> _Vorliegender Textauszug_:
========

Baden-Württemberg: §§ 58 ff. LBO BW
Bayern: §§ 72 ff. BayBO
Berlin: §§ 71 ff. BauO Bln
Brandenburg: §§ 67 ff. BbgBO
Bremen: §§ 74 ff. BremLBO
Hamburg: § 72 HBauO
Hessen: §§ 62 ff. HBO,HE
Mecklenburg-Vorpommern: § 72 ff. LBauO M-V
Niedersachsen: §§ 63 ff., 70 NBauO
Nordrhein-Westfalen: §§ 60 ff. BauO NRW 2018
Rheinland-Pfalz: §§ 70 ff. LBauO,RP
Saarland: §§ 73 ff. LBO,SL
Sachsen: §§ 72 ff. SächsBO
Sachsen-Anhalt: §§ 71 ff. BauO LSA
Schleswig-Holstein: §§ 78 ff. LBO,SH
Thüringen: §§ 70 ff. ThürBO

§§ 63 ff. MBO

 Information 

1. Allgemeines

Die Errichtung, die Änderung, die Nutzungsänderung und der Abbruch baulicher Anlagen bedürfen einer Baugenehmigung.

========

> _Gestellte Aufgabe a_:
Welche Vorhaben bedürfen laut dem Textauszug einer Baugenehmigung?
Textauszug und Einträge stammen aus verschiedenen Quellen.

========

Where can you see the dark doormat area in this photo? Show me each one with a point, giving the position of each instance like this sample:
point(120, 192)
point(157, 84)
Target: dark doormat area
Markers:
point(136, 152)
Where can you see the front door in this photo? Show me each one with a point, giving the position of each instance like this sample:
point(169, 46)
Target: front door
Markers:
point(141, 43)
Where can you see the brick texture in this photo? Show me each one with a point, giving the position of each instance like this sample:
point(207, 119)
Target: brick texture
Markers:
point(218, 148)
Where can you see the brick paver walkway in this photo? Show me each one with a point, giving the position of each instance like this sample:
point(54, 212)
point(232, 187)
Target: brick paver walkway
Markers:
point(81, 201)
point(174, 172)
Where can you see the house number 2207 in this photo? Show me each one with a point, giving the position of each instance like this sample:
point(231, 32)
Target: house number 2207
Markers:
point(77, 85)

========

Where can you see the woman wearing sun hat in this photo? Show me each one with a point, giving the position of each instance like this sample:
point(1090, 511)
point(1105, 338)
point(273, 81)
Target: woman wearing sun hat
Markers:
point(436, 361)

========

> _Gestellte Aufgabe b_:
Benenne bitte in den Einträgen „house number“ in „street number“ um, und zwar zwischen den Zeilen mit „Where can you see the house“ und „point(77, 85)“, beide eingeschlossen. Gib nur diese Zeilen wieder und lass alles andere unverändert.

> _Vollständige Antwort a_:
Die Errichtung, die Änderung, die Nutzungsänderung und der Abbruch baulicher Anlagen.

> _Vollständige Antwort b_:
Where can you see the street number 2207 in this photo? Show me each one with a point, giving the position of each instance like this sample:
point(231, 32)
Target: street number 2207
Markers:
point(77, 85)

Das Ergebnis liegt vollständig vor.